• Data extracts:
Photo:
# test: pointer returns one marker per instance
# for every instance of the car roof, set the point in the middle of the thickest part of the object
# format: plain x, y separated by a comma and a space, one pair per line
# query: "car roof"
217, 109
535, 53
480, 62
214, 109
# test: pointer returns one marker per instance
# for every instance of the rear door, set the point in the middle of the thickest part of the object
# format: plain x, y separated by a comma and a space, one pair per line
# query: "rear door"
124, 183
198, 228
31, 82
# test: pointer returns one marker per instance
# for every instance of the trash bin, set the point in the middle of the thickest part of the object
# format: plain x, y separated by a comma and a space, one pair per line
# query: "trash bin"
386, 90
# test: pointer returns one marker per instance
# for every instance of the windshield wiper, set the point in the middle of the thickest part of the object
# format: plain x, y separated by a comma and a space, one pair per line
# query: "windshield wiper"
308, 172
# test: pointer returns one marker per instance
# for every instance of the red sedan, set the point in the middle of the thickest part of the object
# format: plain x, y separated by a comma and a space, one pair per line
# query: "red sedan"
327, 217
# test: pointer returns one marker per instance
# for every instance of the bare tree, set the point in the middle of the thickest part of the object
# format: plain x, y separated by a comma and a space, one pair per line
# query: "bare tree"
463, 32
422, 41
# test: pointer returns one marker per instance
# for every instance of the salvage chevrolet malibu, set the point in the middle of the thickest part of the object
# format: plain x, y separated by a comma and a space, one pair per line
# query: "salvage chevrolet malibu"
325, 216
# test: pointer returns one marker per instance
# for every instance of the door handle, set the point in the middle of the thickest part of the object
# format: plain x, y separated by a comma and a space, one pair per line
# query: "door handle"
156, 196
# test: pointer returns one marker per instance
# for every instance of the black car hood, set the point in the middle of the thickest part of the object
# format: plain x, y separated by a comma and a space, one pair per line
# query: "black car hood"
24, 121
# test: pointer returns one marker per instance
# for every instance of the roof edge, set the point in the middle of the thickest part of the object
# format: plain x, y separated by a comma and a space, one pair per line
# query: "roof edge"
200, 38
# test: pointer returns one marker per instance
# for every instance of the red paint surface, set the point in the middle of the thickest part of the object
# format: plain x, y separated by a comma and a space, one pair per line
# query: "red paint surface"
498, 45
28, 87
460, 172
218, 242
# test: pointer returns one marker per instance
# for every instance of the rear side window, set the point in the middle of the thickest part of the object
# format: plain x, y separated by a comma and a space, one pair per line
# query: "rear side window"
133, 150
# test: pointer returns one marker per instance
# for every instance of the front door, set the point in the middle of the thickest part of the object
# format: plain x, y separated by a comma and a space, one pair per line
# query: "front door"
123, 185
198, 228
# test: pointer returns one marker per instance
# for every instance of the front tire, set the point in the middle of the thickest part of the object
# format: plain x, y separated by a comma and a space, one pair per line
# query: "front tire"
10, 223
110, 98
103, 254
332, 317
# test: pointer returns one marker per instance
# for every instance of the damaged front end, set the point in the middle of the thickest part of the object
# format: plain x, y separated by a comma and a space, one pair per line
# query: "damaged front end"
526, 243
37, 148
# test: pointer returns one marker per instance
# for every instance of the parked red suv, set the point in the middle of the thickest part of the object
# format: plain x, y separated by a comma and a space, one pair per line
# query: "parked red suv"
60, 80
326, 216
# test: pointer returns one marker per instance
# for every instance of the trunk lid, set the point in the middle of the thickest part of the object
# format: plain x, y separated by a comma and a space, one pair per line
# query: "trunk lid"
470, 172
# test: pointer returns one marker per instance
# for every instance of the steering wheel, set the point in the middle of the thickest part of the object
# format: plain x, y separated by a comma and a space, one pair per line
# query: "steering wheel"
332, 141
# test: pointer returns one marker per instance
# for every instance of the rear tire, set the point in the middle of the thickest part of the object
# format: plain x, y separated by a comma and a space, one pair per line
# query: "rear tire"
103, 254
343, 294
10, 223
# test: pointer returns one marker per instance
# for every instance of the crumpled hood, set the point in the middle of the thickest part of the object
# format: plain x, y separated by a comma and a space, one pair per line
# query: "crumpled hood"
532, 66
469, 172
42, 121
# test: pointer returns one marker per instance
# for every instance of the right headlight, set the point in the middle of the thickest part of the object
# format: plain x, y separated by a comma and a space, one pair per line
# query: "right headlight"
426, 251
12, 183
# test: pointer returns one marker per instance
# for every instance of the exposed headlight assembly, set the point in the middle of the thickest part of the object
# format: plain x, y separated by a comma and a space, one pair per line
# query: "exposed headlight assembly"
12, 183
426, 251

• The task: Copy back the listing above exactly, but only from the line with "# for every instance of the right" through the line with "# for every instance of the exposed", both ends included.

• Your solution:
# for every instance of the right headlight, set the point in the middle of the thickest part of the object
# format: plain x, y separated by a comma and a space, one pair per line
# query: "right headlight"
426, 251
12, 183
# test: pointer returns one marker per instance
# for every instance of the exposed headlight assembly, set the point in the middle of the thickest part of the object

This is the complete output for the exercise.